PAGE EXTRACT:

-- Start --

The division remained in this position during the fight of the Fourteenth corps on the first instant, participating in it from behind our works, and on the second moved forward to near Lovejoy's Station, remaining in position there till the night of the fourth, when it moved back to Jonesboroa, and on the sixth and seventh to this point.

I learn from the records of the division, that it left Larkinsville, Alabama, in May, with three thousand four hundred and forty-one effective men. It has lost in the campaign:

Officers killed21 
Men killed195 
Total killed 216
Officers wounded63 
Men wounded1,166 
Total wounded 1,229
Officers missing18 
Men missing430 
Total missing 448
Grand total 1,893

The division has taken from the enemy six hundred and three prisoners, three stands of colors, two thousand and forty-one stands of small arms.

-- End --

(Source records)
-- Start --

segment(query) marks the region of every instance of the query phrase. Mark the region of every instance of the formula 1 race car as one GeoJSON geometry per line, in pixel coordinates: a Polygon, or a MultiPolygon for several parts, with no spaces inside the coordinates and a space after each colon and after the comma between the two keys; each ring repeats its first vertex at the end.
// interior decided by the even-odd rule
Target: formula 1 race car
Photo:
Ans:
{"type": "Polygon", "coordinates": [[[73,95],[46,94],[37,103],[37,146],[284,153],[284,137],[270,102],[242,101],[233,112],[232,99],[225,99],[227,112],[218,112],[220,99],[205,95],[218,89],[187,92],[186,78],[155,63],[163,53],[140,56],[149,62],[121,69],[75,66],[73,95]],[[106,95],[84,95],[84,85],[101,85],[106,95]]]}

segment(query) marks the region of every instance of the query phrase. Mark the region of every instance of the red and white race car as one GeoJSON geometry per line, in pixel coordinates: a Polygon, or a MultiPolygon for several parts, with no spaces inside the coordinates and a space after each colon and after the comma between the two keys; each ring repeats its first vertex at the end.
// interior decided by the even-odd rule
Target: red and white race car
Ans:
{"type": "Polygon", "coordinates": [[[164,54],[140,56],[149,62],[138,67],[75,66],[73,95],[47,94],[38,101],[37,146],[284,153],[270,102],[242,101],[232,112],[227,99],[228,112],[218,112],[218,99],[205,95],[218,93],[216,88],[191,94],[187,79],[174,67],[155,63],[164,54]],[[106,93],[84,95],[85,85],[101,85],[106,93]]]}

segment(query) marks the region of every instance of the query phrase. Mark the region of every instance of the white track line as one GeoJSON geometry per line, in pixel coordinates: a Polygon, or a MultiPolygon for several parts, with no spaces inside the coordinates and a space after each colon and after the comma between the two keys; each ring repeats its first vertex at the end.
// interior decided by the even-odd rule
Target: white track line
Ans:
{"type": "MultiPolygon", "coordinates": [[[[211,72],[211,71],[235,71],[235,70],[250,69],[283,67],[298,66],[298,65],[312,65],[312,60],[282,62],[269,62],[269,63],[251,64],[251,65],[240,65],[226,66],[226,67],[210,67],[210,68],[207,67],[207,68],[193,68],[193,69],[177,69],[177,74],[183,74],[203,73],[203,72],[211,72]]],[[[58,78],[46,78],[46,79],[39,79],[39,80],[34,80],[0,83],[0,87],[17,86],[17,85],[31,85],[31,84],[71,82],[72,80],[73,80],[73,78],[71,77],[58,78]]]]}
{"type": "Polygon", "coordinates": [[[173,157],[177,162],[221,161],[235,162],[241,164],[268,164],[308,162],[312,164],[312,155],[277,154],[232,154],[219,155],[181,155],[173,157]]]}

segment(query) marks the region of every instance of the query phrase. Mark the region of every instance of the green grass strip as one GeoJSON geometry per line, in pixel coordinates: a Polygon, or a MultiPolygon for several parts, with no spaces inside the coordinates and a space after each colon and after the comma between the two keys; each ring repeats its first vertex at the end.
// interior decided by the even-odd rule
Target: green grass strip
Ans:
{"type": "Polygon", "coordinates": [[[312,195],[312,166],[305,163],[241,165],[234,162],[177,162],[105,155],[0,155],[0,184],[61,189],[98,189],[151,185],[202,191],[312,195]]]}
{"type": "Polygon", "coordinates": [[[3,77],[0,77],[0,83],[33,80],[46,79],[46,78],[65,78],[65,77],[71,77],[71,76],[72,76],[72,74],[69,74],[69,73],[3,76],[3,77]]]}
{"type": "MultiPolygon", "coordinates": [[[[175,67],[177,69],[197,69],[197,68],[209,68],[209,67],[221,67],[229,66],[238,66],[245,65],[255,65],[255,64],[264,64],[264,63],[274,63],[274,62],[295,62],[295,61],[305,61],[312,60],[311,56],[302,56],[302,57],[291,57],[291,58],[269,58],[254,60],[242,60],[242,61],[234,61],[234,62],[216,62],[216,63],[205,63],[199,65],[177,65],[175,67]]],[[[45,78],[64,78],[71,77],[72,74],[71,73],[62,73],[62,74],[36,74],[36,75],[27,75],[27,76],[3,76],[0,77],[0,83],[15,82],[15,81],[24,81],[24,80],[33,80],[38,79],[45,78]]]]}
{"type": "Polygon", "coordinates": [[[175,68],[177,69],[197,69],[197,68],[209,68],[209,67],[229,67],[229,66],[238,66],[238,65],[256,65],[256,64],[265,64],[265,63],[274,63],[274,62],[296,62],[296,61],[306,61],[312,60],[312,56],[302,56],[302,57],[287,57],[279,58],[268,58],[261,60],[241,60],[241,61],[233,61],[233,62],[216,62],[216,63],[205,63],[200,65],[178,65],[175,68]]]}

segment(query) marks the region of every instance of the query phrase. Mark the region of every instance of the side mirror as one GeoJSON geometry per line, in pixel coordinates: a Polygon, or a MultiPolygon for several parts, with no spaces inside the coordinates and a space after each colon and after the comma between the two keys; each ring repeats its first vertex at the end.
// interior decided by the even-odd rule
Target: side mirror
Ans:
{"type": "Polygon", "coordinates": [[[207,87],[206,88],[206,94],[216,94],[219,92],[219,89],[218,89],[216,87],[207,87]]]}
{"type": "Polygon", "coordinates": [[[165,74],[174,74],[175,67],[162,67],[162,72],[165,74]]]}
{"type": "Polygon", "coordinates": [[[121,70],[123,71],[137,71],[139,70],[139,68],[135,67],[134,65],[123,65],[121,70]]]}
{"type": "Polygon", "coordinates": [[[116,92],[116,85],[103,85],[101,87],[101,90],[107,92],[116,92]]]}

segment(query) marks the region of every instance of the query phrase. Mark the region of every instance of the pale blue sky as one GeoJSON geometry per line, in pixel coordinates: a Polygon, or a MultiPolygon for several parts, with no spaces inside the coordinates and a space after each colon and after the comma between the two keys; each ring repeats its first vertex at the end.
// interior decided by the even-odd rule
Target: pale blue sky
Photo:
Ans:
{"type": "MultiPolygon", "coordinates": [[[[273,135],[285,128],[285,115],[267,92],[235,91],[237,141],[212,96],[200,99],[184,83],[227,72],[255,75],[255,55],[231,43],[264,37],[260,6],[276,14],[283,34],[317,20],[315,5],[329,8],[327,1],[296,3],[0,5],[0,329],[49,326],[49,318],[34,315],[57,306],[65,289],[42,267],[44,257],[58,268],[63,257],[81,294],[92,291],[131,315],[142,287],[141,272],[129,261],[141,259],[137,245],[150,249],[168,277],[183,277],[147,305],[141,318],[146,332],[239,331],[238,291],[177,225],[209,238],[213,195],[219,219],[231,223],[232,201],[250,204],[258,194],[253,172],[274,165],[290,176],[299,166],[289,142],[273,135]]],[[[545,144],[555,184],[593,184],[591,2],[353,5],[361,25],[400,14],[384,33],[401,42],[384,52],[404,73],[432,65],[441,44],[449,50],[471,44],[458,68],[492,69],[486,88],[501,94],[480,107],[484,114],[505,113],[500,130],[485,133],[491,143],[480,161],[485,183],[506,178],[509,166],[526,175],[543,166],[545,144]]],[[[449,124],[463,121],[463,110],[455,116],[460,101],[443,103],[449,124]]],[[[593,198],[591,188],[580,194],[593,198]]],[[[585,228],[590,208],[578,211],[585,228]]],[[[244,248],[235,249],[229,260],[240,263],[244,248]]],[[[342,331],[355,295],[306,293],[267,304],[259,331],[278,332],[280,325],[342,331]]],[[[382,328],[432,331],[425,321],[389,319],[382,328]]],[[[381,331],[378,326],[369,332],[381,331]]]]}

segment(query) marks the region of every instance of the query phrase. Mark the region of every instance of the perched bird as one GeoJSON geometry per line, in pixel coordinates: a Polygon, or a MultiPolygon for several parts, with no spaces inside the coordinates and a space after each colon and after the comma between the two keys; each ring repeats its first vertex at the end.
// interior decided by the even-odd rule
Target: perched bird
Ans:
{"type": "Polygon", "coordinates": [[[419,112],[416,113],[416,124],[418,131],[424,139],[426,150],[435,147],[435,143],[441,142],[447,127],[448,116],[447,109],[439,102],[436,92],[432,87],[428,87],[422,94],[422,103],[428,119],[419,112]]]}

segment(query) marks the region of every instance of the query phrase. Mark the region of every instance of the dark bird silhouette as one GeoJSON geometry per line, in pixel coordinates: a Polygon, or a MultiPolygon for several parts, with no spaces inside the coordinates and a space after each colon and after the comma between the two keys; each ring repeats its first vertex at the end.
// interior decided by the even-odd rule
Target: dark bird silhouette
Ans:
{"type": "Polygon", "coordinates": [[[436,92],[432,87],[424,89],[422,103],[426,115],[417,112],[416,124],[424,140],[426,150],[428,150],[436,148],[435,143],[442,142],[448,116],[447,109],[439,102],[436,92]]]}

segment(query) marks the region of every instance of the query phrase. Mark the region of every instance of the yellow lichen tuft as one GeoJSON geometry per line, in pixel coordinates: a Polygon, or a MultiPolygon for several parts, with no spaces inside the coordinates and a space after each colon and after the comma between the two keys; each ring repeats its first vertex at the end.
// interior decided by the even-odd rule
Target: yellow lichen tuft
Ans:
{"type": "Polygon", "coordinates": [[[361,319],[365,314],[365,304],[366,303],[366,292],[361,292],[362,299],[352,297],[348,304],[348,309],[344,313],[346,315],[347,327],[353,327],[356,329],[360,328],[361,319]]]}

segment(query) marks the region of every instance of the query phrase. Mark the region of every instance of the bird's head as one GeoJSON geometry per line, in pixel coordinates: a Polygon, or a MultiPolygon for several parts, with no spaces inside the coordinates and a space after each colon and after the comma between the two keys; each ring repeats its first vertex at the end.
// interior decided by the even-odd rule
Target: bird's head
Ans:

-- End --

TASK SET:
1. According to the division report, how many effective men did the division have when it left Larkinsville, Alabama, in May?
2. Rewrite the division report from "I learn from" up to and including "of small arms.", substituting "captives" for "prisoners".
3. Proceed with the division report from the point where it stops.
The source records are separate material and do not belong to the text above.

PER-TASK OUTPUTS:
1. Three thousand four hundred and forty-one.

2.
I learn from the records of the division, that it left Larkinsville, Alabama, in May, with three thousand four hundred and forty-one effective men. It has lost in the campaign:

Officers killed21 
Men killed195 
Total killed 216
Officers wounded63 
Men wounded1,166 
Total wounded 1,229
Officers missing18 
Men missing430 
Total missing 448
Grand total 1,893

The division has taken from the enemy six hundred and three captives, three stands of colors, two thousand and forty-one stands of small arms.

3.
I have to render my warmest thanks to all the commanders, and their men, for bravery and good conduct. My staff, especially, who were strangers to me, have shown that devotion to duty which merits consideration. Captain Gordon Lofland, A. A. G., and Captain Geo. M. Crane, Eighth Missouri mounted infantry, commanding escort, were wounded while in the discharge of their duty.

To Colonel Theo. Jones, Thirtieth Ohio volunteers, commanding First brigade, I have to call especial attention, for close attention to duty, and a quick, efficient method of performing it. I believe the service would be benefited by his promotion.

Colonel Wells S. Jones, commanding Second brigade, has also shown close attention to duty, and bravery in executing it.

The artillery of this division, under Captain F. De Grass, has performed efficient service.

Brigadier-General J. A. J. Lightburn was wounded on the twenty-fourth of August, while near the lines of his troops, by a stray bullet from the enemy, causing him, for the present, to be absent from the front.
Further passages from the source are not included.